EXERCISE REQUIREMENTS = Every line from the one with "Can you see the bride's arm" up to and including the one with "Can you see the cyclist in blue" is to be output exactly as it appears below; pictures are not.

========================

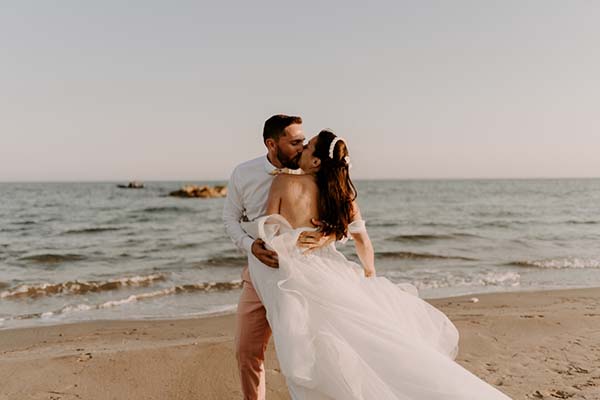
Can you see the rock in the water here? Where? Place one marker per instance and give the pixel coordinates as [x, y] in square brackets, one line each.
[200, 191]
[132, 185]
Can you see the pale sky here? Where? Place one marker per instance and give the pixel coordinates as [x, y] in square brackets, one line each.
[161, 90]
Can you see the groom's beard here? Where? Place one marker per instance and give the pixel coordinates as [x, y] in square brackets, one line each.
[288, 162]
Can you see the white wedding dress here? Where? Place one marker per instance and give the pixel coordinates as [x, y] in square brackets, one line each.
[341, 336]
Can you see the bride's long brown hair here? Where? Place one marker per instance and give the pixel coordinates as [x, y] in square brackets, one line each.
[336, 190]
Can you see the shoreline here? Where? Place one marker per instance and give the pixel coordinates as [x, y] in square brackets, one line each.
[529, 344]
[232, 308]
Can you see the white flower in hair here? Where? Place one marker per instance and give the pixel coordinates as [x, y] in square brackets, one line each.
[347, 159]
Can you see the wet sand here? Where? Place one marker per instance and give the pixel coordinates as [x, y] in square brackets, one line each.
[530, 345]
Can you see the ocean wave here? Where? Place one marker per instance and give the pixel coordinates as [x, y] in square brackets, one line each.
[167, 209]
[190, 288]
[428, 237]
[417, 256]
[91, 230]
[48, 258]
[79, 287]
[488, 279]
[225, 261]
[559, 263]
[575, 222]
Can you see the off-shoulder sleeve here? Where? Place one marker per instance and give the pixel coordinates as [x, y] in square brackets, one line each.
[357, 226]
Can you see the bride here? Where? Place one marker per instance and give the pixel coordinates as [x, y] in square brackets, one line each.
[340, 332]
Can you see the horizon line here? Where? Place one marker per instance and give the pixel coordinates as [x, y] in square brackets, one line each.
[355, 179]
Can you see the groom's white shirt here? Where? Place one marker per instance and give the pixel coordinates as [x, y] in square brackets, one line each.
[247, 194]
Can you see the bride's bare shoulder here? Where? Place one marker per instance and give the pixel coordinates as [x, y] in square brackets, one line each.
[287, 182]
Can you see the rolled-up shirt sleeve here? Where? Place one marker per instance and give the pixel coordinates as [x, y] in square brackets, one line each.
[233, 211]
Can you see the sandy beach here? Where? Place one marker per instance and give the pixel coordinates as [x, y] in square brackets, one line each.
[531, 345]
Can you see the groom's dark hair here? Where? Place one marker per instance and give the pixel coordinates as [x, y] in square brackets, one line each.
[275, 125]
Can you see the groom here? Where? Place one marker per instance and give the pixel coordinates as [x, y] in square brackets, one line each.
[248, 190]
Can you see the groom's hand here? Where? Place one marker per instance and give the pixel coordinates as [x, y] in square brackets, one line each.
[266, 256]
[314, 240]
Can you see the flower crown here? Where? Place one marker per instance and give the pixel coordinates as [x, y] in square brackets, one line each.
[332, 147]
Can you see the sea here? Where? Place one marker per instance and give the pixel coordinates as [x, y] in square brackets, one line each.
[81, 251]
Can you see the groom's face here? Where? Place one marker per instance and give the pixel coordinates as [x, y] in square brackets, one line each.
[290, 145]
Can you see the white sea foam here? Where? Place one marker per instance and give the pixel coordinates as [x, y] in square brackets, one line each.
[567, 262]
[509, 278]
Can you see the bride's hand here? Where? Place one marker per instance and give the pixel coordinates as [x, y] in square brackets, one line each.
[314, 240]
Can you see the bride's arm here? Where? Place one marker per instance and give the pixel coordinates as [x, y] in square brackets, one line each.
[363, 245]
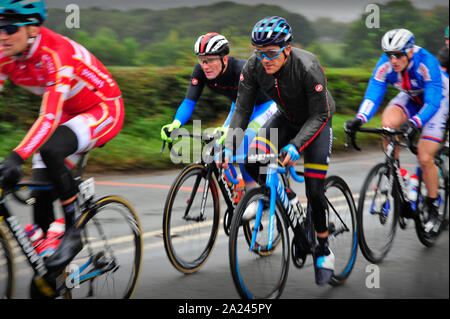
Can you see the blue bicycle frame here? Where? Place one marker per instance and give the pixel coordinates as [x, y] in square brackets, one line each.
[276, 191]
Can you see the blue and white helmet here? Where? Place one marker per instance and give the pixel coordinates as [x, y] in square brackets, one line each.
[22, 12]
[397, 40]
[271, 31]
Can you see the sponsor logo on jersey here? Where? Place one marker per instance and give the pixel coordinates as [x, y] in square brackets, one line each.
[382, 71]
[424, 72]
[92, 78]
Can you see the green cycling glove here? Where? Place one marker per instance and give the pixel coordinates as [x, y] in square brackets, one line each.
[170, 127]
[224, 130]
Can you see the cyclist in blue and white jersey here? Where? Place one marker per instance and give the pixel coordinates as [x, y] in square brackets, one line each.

========================

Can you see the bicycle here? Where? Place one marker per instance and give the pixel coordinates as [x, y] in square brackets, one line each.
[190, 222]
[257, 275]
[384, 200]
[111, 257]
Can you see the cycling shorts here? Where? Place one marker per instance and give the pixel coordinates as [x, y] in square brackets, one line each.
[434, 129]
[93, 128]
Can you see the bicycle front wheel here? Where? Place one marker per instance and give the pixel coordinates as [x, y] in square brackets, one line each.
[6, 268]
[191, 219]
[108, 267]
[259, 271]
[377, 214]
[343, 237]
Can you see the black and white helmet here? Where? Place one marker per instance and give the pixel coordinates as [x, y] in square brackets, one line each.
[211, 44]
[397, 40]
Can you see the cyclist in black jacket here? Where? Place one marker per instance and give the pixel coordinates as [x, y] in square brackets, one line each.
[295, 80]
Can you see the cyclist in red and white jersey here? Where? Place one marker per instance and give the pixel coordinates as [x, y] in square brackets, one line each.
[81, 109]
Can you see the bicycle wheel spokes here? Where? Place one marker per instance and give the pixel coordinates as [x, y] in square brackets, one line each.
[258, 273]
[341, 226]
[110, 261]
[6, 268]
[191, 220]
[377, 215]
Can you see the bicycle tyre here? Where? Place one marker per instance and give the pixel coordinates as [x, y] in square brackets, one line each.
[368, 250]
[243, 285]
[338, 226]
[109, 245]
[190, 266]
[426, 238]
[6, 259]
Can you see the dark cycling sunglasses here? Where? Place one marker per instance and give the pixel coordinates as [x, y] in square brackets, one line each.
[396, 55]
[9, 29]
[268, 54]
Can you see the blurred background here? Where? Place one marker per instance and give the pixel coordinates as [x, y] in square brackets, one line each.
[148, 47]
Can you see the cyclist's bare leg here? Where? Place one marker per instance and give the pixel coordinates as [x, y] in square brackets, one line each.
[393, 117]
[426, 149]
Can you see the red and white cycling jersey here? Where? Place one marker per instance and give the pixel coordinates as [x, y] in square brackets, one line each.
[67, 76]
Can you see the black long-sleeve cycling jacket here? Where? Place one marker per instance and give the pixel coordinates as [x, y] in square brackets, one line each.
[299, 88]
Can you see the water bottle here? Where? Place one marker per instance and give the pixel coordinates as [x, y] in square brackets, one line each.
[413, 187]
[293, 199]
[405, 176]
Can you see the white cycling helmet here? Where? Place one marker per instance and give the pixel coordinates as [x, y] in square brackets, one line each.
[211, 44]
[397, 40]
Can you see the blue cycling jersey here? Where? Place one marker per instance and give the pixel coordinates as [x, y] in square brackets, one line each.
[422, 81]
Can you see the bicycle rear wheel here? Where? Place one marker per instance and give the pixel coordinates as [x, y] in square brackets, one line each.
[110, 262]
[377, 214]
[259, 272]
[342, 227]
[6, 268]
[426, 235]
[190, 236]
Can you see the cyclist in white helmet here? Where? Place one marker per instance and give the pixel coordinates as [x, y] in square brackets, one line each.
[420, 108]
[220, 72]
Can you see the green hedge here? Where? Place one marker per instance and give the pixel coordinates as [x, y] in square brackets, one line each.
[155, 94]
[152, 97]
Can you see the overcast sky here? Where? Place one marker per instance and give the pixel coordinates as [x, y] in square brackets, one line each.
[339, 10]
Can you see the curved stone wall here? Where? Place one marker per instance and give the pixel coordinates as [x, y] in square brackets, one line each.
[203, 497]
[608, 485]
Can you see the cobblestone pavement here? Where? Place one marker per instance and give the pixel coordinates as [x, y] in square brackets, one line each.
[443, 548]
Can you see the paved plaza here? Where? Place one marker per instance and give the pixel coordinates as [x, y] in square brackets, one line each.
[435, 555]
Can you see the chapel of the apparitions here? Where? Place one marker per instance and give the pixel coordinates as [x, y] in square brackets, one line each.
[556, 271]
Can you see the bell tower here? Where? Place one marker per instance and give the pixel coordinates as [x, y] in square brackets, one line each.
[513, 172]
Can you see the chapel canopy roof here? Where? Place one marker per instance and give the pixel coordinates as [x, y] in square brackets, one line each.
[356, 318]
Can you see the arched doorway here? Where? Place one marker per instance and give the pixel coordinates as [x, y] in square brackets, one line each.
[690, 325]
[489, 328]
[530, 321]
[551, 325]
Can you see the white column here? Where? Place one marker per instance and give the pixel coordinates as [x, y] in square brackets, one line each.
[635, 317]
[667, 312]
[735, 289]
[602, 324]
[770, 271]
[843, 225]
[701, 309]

========================

OUTPUT FOR THIS TASK =
Can you see the bride's arm here? Where? Place one marker per instance and give the pixel coordinates as [x, y] in square brackets, one line each.
[363, 245]
Can you see the blue bicycle frame here? Where? Place one marker per instance and give the pixel coordinates as [x, y] in square brackets, one line each.
[276, 191]
Can you see the blue and white helmet here? Where? Place one marker per instance and give the pixel coordinates as [x, y] in square brackets, one line each.
[22, 12]
[397, 40]
[271, 31]
Can you see the sponsor logo on jersey here? Where? Place one marker per instance and give the pixel coordinates as [x, y] in square brackets, one line each.
[382, 71]
[424, 72]
[92, 78]
Can you see the green cycling glove here? Where? Place one marker per instance and give the pixel coordinates as [x, y] in square brackets, one line each.
[170, 127]
[224, 130]
Can you see the cyclist in blue and white jersey here? Where? Place one marker per instance and give the pixel coordinates as [x, y] in square brackets, one line each.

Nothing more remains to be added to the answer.